> **PROBLEM DESCRIPTION**:
Copy out the listing exactly.

────────────────────

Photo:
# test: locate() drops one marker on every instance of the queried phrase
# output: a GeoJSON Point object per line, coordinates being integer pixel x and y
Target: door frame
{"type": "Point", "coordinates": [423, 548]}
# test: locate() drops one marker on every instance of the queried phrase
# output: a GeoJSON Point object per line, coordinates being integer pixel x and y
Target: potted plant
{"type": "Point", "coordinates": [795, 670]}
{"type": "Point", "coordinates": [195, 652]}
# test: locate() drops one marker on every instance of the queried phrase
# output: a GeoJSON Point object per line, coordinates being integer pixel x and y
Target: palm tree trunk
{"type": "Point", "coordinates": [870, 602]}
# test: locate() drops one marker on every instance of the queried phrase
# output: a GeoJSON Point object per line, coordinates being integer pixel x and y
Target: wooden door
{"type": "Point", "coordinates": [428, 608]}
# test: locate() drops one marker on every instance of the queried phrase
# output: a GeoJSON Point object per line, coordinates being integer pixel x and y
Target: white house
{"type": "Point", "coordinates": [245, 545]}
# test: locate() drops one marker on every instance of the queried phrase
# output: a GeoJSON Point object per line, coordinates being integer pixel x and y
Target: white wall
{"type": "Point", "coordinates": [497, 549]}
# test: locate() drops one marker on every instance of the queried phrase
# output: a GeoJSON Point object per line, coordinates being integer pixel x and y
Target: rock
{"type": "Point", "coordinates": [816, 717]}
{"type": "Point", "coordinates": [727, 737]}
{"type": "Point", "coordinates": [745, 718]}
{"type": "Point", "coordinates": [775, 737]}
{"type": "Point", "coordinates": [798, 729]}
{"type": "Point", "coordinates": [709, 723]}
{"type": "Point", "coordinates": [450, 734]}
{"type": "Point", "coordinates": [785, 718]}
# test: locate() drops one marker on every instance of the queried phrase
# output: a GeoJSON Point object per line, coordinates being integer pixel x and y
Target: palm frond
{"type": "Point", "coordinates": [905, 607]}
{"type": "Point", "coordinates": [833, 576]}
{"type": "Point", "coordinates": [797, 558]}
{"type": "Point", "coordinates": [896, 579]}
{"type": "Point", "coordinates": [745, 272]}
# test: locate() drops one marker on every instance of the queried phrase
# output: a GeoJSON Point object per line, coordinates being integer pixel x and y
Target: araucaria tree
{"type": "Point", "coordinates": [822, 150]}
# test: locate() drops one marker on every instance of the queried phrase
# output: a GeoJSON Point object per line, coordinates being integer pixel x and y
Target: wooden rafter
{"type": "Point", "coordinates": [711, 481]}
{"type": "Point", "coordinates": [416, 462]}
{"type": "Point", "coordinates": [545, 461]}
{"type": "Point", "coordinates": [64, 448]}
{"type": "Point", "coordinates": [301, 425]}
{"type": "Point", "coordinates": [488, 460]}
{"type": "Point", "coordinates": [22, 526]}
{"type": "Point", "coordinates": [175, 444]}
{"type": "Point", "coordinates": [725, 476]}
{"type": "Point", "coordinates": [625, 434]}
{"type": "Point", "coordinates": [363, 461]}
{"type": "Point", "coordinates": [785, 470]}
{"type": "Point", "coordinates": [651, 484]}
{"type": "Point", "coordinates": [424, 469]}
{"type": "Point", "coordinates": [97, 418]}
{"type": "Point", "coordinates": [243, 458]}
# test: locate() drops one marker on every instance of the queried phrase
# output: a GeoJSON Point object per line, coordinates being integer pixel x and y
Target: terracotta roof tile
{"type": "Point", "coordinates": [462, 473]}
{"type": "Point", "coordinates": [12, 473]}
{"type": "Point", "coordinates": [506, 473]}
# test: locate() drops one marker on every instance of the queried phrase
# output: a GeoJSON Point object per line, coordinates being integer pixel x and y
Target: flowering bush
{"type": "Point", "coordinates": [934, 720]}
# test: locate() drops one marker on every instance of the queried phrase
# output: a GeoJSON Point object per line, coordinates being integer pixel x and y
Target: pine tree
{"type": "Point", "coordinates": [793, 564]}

────────────────────

> **FINAL ANSWER**:
Photo:
# test: locate() drops one marker on every instance of the queried phrase
# output: a GeoJSON Point object per line, coordinates being integer pixel x and y
Target: door frame
{"type": "Point", "coordinates": [423, 548]}
# test: locate() drops one marker on every instance of the queried phrase
# output: a GeoJSON Point object per line, coordinates being integer pixel x and y
Target: potted plant
{"type": "Point", "coordinates": [795, 670]}
{"type": "Point", "coordinates": [195, 652]}
# test: locate() drops one marker on every instance of the queried phrase
# output: a GeoJSON Point object per line, coordinates being integer pixel x and y
Target: palm tree trunk
{"type": "Point", "coordinates": [870, 602]}
# test: locate() drops one marker on every instance of the queried phrase
# output: a GeoJSON Point object per line, coordinates being integer pixel x and y
Target: wooden door
{"type": "Point", "coordinates": [428, 608]}
# test: locate() drops one marker on every instance of the queried phrase
# output: a GeoJSON Point object per line, coordinates being integer pixel x and y
Target: white house
{"type": "Point", "coordinates": [245, 545]}
# test: locate() drops one marker on every instance of the queried phrase
# output: a GeoJSON Point object per line, coordinates being integer pixel x and y
Target: white wall
{"type": "Point", "coordinates": [497, 549]}
# test: locate() drops one marker on every instance of the queried phrase
# output: a GeoJSON Point object per line, coordinates being integer pixel x and y
Target: rock
{"type": "Point", "coordinates": [816, 717]}
{"type": "Point", "coordinates": [727, 737]}
{"type": "Point", "coordinates": [745, 718]}
{"type": "Point", "coordinates": [775, 737]}
{"type": "Point", "coordinates": [798, 729]}
{"type": "Point", "coordinates": [709, 723]}
{"type": "Point", "coordinates": [450, 734]}
{"type": "Point", "coordinates": [785, 718]}
# test: locate() drops one marker on every instance of the queried phrase
# output: a GeoJSON Point object per line, coordinates being integer pixel x and y
Target: palm frond
{"type": "Point", "coordinates": [905, 607]}
{"type": "Point", "coordinates": [833, 576]}
{"type": "Point", "coordinates": [797, 558]}
{"type": "Point", "coordinates": [896, 579]}
{"type": "Point", "coordinates": [745, 272]}
# test: locate() drops one marker on every instance of the queried phrase
# output: a GeoJSON Point object per line, coordinates being integer pixel x and y
Target: araucaria tree
{"type": "Point", "coordinates": [822, 150]}
# test: locate() drops one marker on every instance of the queried phrase
# output: a GeoJSON Point object per line, coordinates being integer pixel x and y
Target: wooden rafter
{"type": "Point", "coordinates": [711, 481]}
{"type": "Point", "coordinates": [416, 462]}
{"type": "Point", "coordinates": [545, 461]}
{"type": "Point", "coordinates": [64, 448]}
{"type": "Point", "coordinates": [301, 425]}
{"type": "Point", "coordinates": [488, 460]}
{"type": "Point", "coordinates": [22, 526]}
{"type": "Point", "coordinates": [175, 444]}
{"type": "Point", "coordinates": [725, 476]}
{"type": "Point", "coordinates": [625, 434]}
{"type": "Point", "coordinates": [363, 461]}
{"type": "Point", "coordinates": [785, 470]}
{"type": "Point", "coordinates": [651, 484]}
{"type": "Point", "coordinates": [424, 469]}
{"type": "Point", "coordinates": [97, 418]}
{"type": "Point", "coordinates": [243, 458]}
# test: locate() drops one marker on every instance of the queried phrase
# output: a GeoJSON Point object per line, coordinates being integer pixel x and y
Target: terracotta roof tile
{"type": "Point", "coordinates": [462, 473]}
{"type": "Point", "coordinates": [12, 473]}
{"type": "Point", "coordinates": [506, 473]}
# test: locate() drops one marker on every instance of the queried phrase
# output: a GeoJSON Point object per line, coordinates being integer pixel x and y
Target: flowering bush
{"type": "Point", "coordinates": [934, 720]}
# test: locate() drops one marker on every instance of the queried phrase
# output: a GeoJSON Point object per line, coordinates being integer pixel x and y
Target: pine tree
{"type": "Point", "coordinates": [793, 564]}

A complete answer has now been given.